▸ **Условие задания**
Продолжите, пожалуйста, приведенный ниже текст о Бёрне в Берлине, начав сразу после его последнего предложения.

▸ **Текст упражнения**
------------------------------------

В общем, однако, Берлин и на этот раз понравился ему более других городов Германии. При всем недостатке свободного политического развития Пруссия одна преследовала истинно национальную политику, прусское правительство менее других смотрело на своих подданных как на существа, созданные только для удовлетворения его «bon plaisir» [2]. Из государей Бёрне всегда особенно симпатизировал Генриху IV и прусскому королю Фридриху Великому, которому поклонялся еще во времена своего студенчества. Бёрне так мало скрывал свою симпатию к Пруссии, что министр счел даже возможным предложить ему редактирование официальной театральной газеты, – но Бёрне отклонил это предложение по тем же соображениям, что и заигрывания Меттерниха.

В Берлине Бёрне снова увидел и свою первую любовь, m-me Герц. Ей теперь было уже 64 года, но она еще сохранила следы прежней красоты. Несмотря на свои лета, она по-прежнему вела необыкновенно деятельный образ жизни. Каждое утро с 9 до 12 часов она бесплатно давала уроки детям обедневших родителей. Бёрне бывал у нее ежедневно, как по желанию самой Герц, так и по собственному побуждению. «Я иду теперь от m-me Герц, к которой заходил проститься, – пишет он 28 апреля. – Она подставила мне щеку для поцелуя. Когда 25 лет тому назад я уходил от нее в слезах, будучи не в состоянии от избытка чувств произнести ни слова, тогда мне было 17 лет, она в своей летней поре, я любил ее и мог поцеловать только ее руку».

------------------------------------

▸ **Данные для анализа**

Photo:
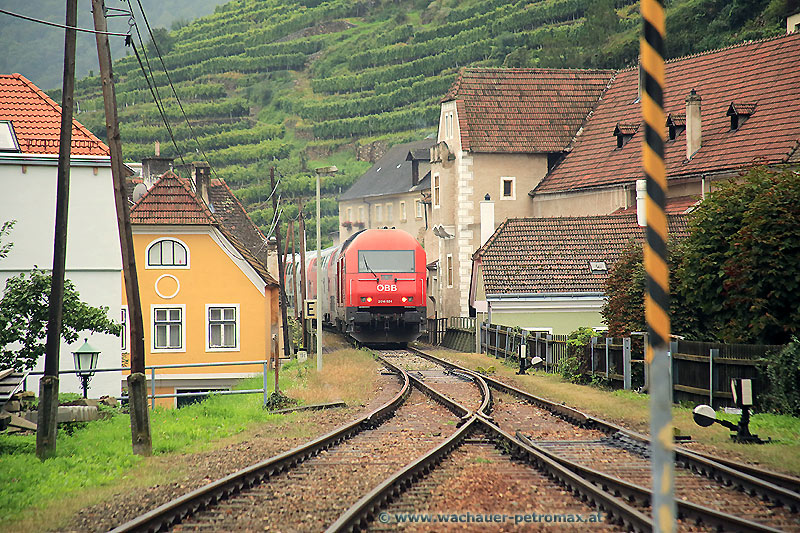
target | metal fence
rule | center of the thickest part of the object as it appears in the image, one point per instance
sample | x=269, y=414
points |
x=153, y=368
x=700, y=371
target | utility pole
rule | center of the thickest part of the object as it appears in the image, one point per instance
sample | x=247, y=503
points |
x=281, y=281
x=48, y=386
x=137, y=381
x=303, y=285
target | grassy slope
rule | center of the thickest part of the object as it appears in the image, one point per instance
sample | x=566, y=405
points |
x=365, y=75
x=96, y=462
x=631, y=410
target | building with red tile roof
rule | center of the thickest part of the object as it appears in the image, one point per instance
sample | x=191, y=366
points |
x=749, y=101
x=548, y=274
x=206, y=292
x=500, y=131
x=30, y=124
x=36, y=119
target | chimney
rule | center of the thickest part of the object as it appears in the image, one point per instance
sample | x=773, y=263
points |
x=641, y=198
x=487, y=219
x=153, y=168
x=693, y=124
x=202, y=171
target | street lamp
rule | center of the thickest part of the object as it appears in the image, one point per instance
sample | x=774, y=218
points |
x=85, y=362
x=326, y=171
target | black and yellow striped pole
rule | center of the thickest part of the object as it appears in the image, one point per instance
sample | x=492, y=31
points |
x=656, y=266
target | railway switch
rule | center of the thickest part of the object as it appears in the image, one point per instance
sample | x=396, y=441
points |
x=742, y=389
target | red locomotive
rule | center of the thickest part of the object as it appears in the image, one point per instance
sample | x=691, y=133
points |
x=374, y=288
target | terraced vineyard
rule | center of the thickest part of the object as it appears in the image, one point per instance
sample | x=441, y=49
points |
x=302, y=83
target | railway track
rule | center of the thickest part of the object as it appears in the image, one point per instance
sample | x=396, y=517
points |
x=462, y=445
x=618, y=460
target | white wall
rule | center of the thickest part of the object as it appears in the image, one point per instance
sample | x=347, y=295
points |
x=93, y=253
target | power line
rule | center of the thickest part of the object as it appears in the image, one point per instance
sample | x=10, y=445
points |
x=169, y=80
x=62, y=26
x=157, y=101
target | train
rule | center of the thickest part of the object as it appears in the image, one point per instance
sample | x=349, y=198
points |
x=373, y=286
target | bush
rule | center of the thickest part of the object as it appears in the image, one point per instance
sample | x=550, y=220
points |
x=783, y=381
x=571, y=370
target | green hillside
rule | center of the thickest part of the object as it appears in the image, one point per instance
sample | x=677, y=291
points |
x=301, y=84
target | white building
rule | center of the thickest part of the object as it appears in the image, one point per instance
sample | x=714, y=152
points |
x=29, y=142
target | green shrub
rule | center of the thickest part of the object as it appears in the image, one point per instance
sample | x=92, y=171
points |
x=783, y=381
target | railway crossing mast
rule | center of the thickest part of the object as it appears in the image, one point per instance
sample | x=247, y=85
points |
x=656, y=266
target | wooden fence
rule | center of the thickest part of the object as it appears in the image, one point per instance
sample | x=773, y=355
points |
x=700, y=371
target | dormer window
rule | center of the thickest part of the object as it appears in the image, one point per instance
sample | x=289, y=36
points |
x=598, y=267
x=676, y=124
x=739, y=112
x=8, y=138
x=624, y=133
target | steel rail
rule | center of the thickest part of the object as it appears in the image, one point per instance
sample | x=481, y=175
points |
x=171, y=513
x=631, y=518
x=358, y=516
x=753, y=480
x=643, y=495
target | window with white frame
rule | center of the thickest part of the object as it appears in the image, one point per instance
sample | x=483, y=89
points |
x=167, y=253
x=123, y=334
x=222, y=327
x=168, y=331
x=508, y=189
x=449, y=270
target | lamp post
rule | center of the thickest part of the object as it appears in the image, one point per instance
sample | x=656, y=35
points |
x=326, y=171
x=85, y=362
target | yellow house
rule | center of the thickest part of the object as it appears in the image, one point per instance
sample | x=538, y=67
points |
x=206, y=295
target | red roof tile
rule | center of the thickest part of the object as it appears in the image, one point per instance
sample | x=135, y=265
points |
x=760, y=77
x=552, y=255
x=524, y=110
x=37, y=120
x=172, y=201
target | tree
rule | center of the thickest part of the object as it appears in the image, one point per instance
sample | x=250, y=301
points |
x=741, y=270
x=623, y=310
x=23, y=318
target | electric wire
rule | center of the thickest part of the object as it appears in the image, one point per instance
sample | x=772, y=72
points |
x=48, y=23
x=158, y=104
x=169, y=80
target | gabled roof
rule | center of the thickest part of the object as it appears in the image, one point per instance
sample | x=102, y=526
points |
x=232, y=215
x=172, y=201
x=391, y=174
x=524, y=110
x=761, y=77
x=37, y=120
x=553, y=255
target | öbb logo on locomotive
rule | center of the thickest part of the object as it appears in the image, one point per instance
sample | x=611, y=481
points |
x=372, y=286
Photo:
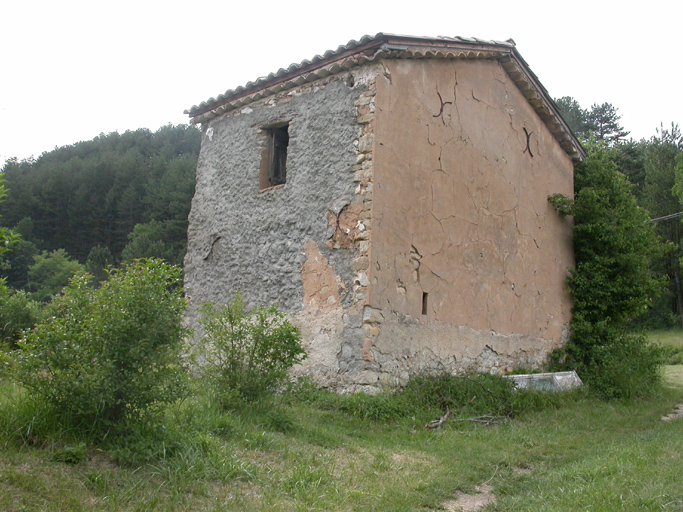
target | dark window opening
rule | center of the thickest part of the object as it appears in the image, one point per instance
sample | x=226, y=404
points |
x=274, y=157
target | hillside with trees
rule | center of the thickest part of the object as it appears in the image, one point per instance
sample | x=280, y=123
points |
x=96, y=203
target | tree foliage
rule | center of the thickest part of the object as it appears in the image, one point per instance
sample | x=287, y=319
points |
x=95, y=192
x=50, y=273
x=601, y=121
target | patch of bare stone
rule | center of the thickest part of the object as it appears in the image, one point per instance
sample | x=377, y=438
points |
x=482, y=497
x=676, y=415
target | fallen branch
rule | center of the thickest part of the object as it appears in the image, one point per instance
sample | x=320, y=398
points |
x=487, y=420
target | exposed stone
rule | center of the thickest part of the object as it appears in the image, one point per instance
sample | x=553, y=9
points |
x=408, y=236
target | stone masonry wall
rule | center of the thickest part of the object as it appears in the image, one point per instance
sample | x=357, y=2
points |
x=303, y=245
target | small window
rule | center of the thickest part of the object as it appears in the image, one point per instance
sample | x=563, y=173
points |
x=274, y=157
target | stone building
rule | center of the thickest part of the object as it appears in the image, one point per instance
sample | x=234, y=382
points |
x=391, y=197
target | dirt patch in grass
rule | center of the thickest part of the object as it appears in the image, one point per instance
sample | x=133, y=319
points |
x=673, y=375
x=482, y=497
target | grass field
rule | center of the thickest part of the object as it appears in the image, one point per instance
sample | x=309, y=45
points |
x=303, y=454
x=671, y=341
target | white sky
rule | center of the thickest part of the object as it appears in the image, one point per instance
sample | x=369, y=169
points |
x=70, y=70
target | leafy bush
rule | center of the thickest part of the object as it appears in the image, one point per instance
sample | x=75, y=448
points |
x=248, y=352
x=626, y=367
x=50, y=273
x=477, y=393
x=613, y=281
x=108, y=357
x=17, y=313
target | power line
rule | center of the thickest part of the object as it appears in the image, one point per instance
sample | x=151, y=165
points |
x=667, y=217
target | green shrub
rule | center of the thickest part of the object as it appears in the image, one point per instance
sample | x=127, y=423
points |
x=111, y=356
x=17, y=313
x=248, y=352
x=612, y=283
x=626, y=367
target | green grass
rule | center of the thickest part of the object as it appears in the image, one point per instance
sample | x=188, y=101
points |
x=317, y=451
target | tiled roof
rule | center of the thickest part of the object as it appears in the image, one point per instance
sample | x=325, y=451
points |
x=389, y=46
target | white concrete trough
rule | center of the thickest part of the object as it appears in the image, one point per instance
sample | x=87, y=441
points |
x=554, y=382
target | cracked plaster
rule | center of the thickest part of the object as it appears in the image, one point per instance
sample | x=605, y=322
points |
x=404, y=177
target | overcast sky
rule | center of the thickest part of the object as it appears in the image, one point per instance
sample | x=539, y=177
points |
x=70, y=70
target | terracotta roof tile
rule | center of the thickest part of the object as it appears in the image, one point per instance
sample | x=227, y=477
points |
x=388, y=46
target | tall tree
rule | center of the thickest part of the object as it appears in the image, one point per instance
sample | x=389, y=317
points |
x=613, y=281
x=603, y=122
x=95, y=192
x=659, y=198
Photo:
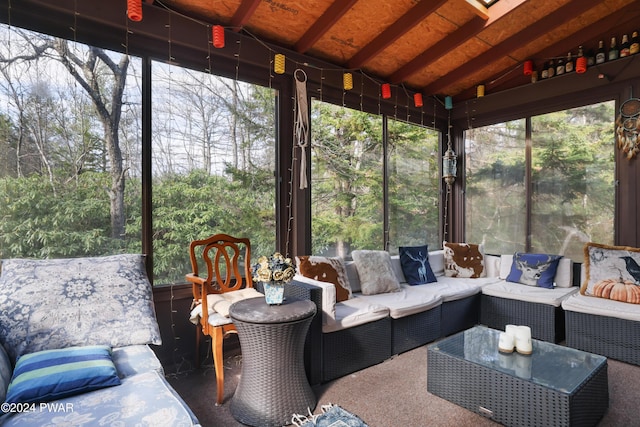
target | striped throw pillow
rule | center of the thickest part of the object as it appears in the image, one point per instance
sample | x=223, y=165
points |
x=53, y=374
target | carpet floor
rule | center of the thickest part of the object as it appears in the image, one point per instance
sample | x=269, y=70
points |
x=391, y=394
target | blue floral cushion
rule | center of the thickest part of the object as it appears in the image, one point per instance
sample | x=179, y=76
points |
x=415, y=265
x=534, y=269
x=5, y=373
x=145, y=399
x=59, y=303
x=48, y=375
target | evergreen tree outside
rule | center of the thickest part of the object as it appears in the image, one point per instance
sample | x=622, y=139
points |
x=572, y=182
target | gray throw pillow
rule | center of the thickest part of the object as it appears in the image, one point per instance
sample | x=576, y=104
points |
x=375, y=272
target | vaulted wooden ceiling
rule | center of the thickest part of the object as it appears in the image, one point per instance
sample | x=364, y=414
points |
x=432, y=46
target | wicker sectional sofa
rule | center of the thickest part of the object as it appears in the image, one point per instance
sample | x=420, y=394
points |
x=504, y=303
x=368, y=329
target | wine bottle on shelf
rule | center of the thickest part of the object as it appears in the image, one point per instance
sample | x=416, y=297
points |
x=634, y=47
x=560, y=66
x=551, y=69
x=544, y=73
x=582, y=63
x=613, y=50
x=591, y=58
x=624, y=47
x=568, y=65
x=600, y=55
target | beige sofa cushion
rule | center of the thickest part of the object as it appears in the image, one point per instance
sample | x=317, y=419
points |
x=602, y=307
x=407, y=301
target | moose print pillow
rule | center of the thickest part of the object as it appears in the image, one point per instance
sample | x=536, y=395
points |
x=534, y=269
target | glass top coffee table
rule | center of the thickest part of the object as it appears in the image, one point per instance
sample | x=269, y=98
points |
x=554, y=386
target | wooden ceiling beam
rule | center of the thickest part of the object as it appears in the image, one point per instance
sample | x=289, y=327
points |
x=504, y=48
x=621, y=17
x=322, y=25
x=453, y=40
x=406, y=22
x=244, y=13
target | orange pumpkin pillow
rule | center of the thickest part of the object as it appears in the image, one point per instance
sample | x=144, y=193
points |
x=612, y=272
x=326, y=269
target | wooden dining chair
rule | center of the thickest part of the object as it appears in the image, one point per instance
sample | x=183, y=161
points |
x=224, y=282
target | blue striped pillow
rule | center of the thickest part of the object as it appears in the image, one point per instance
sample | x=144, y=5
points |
x=53, y=374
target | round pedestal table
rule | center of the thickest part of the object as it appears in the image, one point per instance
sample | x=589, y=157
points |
x=273, y=384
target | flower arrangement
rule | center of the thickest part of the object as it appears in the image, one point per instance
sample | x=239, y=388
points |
x=275, y=268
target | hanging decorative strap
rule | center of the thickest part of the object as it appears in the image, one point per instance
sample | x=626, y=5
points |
x=302, y=123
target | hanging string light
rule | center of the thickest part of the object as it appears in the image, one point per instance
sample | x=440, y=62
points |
x=134, y=10
x=347, y=81
x=278, y=63
x=448, y=102
x=385, y=88
x=218, y=36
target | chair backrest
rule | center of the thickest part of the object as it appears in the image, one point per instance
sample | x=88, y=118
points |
x=222, y=255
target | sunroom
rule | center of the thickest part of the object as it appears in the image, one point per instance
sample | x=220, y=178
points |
x=318, y=128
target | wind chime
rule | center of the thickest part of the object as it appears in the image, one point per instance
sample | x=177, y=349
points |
x=449, y=165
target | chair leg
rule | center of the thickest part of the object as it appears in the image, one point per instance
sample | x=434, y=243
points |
x=198, y=335
x=218, y=361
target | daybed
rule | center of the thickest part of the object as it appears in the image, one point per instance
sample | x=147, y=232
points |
x=604, y=318
x=368, y=328
x=87, y=322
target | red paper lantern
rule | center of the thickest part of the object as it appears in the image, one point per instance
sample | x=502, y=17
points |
x=581, y=64
x=417, y=100
x=386, y=90
x=134, y=10
x=218, y=36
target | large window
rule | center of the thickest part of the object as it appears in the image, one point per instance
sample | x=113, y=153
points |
x=346, y=180
x=70, y=155
x=414, y=179
x=569, y=168
x=213, y=164
x=348, y=187
x=69, y=148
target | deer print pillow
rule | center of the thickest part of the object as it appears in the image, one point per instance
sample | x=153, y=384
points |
x=414, y=261
x=534, y=269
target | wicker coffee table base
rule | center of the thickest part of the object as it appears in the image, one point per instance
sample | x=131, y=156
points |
x=513, y=401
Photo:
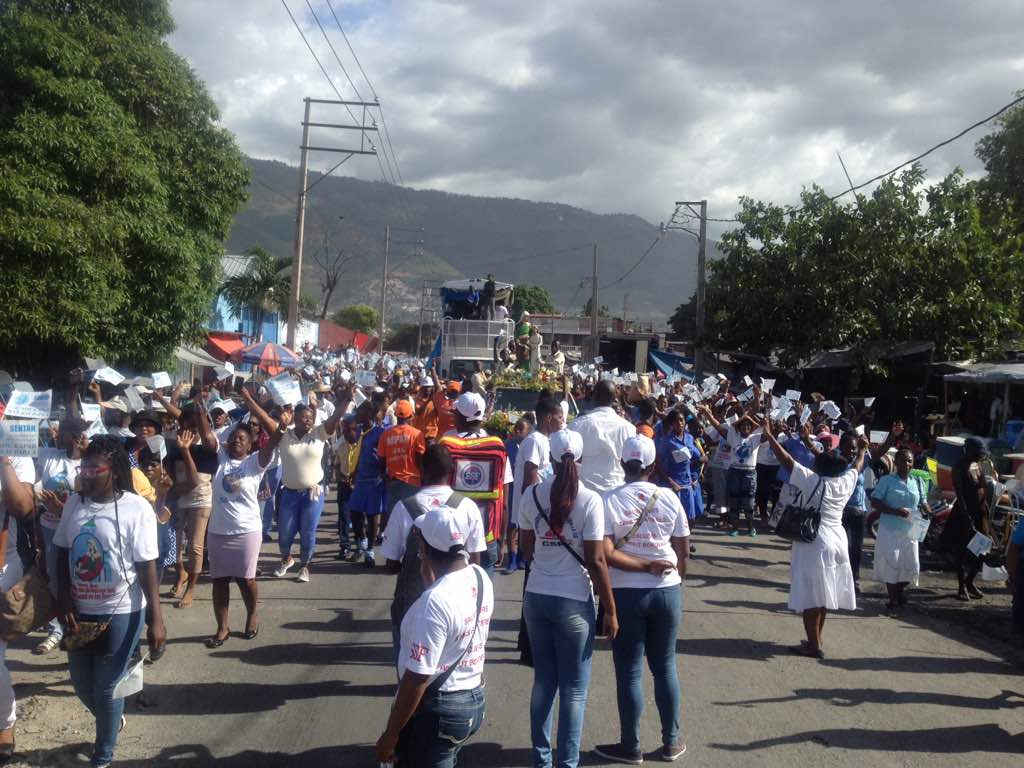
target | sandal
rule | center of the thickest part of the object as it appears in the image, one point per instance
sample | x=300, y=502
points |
x=804, y=649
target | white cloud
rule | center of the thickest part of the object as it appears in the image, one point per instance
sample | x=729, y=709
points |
x=621, y=107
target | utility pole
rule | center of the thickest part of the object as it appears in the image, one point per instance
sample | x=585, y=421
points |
x=387, y=248
x=696, y=209
x=593, y=308
x=300, y=220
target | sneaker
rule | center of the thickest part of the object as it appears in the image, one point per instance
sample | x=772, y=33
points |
x=671, y=753
x=619, y=754
x=284, y=567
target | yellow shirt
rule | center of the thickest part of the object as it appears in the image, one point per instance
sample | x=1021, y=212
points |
x=301, y=466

------------------------------------

▸ **Ответ к упражнению**
На обратном пути из Берлина Бёрне заехал в Гамбург. Издательская фирма Кампе уже давно вела с ним переговоры об издании полного собрания его сочинений. Но Бёрне не сразу мог решиться на это. Ему казалось странным, что можно говорить серьезно, как о собрании сочинений, по поводу его статеек, которым он сам придавал лишь временное значение, как всем произведениям публицистического характера. Но убеждения друзей заставили его побороть свою скромность. К тому же, пересматривая все написанное им до сих пор, он не мог не заметить, что все статьи политического содержания нисколько не устарели, что «они так же новы и неистерты, как будто только вчера вышли из монетного двора мысли». Германия с тех пор, как он впервые выступил со своей политической проповедью, так мало поумнела, что лишний раз напомнить ей старые, но все еще неусвоенные истины, конечно, было далеко не лишним. Таким образом, договор с Кампе состоялся, и Бёрне тотчас же принялся за приведение в порядок своих статей, разбросанных по различным периодическим изданиям. Так как в Гамбурге было слишком шумно, то он переехал в Ганновер как в такое место, «где можно только или работать или умирать со скуки». Из тщательно отобранных лучших статей составилось шесть томов. Там, где Бёрне находил пробелы, он писал заново.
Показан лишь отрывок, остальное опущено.